▸ Exercise
Return each line of the records holding the string "where".

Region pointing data

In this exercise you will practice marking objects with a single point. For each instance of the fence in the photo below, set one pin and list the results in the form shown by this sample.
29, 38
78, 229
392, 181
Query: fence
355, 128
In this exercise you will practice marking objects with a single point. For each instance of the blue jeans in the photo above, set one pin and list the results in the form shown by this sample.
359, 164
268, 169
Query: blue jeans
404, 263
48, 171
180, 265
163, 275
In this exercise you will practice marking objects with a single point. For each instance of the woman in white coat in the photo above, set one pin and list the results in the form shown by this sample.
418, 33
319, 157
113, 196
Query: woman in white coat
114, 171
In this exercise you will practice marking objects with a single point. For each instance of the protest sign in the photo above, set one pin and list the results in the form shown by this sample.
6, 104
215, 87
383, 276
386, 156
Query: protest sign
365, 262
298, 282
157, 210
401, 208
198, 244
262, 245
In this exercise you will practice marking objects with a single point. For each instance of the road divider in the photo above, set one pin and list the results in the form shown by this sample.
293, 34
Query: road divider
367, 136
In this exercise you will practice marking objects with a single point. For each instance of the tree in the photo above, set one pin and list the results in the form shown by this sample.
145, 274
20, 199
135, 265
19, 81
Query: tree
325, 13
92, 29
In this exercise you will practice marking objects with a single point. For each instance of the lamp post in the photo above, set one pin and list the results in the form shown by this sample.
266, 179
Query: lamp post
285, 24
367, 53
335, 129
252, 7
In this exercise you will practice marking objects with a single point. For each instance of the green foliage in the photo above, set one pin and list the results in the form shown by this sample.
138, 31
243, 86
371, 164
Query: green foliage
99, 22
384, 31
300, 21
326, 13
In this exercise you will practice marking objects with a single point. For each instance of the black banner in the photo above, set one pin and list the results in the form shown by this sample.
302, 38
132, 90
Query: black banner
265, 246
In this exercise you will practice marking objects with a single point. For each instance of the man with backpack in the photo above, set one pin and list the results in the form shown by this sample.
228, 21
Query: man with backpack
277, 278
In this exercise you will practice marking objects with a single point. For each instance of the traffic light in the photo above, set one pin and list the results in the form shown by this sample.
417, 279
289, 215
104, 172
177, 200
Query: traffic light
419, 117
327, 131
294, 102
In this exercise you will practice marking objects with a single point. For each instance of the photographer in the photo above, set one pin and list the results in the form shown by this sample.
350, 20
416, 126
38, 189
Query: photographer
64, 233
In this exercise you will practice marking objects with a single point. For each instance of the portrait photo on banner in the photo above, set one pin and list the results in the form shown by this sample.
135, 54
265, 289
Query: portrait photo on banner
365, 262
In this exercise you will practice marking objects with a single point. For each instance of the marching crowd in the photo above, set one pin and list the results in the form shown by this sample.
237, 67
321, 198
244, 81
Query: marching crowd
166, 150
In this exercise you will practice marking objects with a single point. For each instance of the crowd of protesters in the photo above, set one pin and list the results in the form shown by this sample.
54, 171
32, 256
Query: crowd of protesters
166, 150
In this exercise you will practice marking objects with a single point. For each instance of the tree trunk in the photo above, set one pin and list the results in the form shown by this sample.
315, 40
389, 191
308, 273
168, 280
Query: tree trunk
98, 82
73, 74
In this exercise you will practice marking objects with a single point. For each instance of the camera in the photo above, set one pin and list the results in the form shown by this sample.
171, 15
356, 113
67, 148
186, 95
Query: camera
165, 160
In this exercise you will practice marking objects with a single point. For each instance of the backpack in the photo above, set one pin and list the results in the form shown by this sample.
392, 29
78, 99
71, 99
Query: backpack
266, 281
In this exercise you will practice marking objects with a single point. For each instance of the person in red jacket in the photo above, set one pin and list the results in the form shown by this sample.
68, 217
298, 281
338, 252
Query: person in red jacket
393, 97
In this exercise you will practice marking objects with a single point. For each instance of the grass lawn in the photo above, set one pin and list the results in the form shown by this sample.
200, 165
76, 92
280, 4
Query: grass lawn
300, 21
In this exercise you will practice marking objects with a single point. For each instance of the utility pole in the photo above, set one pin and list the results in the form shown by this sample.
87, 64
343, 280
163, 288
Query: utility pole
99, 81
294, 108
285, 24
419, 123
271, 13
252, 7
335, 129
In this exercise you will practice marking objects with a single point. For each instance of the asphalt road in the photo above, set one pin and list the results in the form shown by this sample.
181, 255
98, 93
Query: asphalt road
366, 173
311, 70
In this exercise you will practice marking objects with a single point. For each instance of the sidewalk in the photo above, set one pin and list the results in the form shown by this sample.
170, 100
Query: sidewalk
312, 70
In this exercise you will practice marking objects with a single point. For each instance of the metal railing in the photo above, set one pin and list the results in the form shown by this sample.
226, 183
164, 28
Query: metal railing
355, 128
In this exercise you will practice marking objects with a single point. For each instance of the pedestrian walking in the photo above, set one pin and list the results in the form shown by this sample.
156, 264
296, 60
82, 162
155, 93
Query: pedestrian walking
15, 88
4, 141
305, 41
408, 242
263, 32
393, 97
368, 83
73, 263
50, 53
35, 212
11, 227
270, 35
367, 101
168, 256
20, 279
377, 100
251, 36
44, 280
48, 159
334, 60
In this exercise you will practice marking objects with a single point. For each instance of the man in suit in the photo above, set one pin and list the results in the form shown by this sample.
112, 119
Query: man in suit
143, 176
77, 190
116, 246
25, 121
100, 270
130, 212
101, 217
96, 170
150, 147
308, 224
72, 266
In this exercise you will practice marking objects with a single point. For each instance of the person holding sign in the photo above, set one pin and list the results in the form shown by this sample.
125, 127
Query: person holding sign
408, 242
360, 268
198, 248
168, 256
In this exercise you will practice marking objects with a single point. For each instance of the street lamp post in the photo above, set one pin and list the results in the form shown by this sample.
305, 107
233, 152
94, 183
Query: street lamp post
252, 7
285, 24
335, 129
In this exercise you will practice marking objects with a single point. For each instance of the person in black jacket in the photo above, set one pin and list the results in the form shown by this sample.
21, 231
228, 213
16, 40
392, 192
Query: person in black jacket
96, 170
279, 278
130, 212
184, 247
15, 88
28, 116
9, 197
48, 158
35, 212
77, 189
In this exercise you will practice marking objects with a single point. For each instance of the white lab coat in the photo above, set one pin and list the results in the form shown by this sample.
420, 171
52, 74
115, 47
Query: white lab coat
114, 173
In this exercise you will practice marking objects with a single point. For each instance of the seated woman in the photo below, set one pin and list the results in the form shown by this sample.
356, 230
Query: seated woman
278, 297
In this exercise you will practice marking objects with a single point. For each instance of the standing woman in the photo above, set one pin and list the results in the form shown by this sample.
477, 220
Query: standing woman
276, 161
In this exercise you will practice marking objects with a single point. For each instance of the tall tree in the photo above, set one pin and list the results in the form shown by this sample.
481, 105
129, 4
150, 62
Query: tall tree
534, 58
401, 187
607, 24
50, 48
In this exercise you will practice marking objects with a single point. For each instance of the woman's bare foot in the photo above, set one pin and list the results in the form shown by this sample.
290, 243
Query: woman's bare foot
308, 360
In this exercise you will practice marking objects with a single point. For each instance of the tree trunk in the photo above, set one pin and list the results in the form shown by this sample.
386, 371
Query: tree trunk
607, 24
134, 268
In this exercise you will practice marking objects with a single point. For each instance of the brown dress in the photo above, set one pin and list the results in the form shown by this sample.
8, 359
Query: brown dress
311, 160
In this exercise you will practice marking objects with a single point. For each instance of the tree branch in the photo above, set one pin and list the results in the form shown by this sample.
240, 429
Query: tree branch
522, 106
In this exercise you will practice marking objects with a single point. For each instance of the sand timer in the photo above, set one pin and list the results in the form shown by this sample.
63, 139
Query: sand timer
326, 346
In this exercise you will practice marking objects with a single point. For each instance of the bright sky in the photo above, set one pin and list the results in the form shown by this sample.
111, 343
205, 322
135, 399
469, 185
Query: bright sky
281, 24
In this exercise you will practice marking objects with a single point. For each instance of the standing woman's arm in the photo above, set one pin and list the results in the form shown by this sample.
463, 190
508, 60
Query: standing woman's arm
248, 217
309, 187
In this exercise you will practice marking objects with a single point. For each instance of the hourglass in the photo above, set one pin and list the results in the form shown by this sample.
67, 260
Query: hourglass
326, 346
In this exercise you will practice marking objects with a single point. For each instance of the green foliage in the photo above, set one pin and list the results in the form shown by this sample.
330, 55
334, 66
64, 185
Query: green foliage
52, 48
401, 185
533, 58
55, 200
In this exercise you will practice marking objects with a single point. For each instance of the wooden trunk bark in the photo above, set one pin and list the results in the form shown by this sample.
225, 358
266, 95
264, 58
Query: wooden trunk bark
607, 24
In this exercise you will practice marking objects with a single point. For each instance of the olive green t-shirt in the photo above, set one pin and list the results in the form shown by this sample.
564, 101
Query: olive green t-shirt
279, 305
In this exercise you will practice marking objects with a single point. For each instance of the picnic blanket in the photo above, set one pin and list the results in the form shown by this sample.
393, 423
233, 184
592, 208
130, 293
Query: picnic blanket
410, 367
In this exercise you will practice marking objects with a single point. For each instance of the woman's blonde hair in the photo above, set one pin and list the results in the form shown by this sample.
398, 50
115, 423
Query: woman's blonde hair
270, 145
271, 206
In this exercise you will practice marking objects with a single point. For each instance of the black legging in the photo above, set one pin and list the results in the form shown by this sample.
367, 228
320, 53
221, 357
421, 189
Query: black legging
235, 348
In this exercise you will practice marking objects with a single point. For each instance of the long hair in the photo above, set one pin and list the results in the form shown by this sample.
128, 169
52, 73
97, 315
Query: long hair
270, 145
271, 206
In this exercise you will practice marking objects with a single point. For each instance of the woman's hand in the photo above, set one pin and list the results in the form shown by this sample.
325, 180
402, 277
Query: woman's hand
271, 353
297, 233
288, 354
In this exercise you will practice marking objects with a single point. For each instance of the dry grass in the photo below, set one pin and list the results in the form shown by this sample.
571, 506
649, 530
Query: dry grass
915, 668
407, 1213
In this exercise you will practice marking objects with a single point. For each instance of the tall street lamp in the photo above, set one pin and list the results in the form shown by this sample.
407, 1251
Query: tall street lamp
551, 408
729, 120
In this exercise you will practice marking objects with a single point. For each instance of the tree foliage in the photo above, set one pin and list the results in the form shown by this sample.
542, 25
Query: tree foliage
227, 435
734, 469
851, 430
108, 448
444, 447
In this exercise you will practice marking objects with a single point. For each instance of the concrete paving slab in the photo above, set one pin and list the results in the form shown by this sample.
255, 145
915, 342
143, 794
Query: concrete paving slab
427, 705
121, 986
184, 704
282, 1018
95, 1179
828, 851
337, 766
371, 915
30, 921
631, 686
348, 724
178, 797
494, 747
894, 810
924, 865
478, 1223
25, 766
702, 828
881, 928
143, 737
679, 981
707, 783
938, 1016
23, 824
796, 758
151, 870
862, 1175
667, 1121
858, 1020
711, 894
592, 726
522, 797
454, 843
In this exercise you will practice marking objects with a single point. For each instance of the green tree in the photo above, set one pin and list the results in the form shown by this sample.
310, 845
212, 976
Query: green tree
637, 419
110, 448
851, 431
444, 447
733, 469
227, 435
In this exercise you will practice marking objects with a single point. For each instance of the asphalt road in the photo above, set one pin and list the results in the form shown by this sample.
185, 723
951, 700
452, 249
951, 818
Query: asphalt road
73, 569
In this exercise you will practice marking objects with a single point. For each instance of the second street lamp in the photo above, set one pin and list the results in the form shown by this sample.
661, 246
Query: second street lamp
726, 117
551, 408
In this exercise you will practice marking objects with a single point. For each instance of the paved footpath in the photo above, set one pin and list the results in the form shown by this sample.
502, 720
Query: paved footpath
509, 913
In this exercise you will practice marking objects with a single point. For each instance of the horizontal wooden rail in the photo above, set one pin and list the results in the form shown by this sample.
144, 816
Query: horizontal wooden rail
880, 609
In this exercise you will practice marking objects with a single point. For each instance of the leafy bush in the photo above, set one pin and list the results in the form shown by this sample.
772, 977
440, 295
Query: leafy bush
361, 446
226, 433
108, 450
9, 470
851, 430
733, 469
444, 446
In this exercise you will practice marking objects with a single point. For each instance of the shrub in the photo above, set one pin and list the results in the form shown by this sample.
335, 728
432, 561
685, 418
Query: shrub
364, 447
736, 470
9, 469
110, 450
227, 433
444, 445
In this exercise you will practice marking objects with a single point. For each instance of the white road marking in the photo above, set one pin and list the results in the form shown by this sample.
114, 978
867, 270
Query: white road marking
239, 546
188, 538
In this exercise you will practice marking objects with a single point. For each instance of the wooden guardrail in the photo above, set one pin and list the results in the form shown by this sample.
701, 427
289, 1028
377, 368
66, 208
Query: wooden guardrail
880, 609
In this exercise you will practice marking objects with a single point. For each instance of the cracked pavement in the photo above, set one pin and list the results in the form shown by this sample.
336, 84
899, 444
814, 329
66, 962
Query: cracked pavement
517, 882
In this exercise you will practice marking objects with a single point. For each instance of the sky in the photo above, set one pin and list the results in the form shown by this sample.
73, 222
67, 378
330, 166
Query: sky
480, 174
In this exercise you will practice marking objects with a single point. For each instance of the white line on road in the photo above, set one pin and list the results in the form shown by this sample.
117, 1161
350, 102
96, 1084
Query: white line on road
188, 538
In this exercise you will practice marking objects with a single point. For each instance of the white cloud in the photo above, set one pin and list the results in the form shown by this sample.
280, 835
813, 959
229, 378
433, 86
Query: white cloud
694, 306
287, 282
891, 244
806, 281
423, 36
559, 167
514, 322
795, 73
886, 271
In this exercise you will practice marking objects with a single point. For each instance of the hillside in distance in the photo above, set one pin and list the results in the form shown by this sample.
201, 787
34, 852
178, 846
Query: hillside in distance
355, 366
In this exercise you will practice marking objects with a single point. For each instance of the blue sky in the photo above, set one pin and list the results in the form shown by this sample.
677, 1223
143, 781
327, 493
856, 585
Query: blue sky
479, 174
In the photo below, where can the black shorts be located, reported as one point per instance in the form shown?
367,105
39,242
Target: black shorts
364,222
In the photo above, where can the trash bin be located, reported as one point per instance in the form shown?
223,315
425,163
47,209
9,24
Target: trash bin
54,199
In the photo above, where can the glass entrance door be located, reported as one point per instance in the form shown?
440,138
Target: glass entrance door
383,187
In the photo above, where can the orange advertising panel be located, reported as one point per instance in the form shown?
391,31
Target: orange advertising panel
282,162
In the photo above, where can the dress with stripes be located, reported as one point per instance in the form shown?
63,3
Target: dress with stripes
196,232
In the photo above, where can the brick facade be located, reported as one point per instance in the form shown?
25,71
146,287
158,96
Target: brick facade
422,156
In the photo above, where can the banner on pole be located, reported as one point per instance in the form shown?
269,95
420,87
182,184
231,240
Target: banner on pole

▸ Solution to this exercise
In the photo below, where can the black shorts be located, reported as one point per instance in the form shown?
In the photo above, where can the trash bin be located, reported as one point per instance in the form shown?
In the photo above, where can the glass entrance door be located, reported as one point per instance in the form shown?
In the photo above, where can the orange advertising panel be located, reported as one point per instance in the form shown?
In the photo above, where can the dress with stripes be located, reported as one point per instance in the form shown?
In the photo above, where can the brick facade be located, reported as one point per instance in the form shown?
In the photo above, where can the banner on pole be located, reported as one point per instance in the form shown?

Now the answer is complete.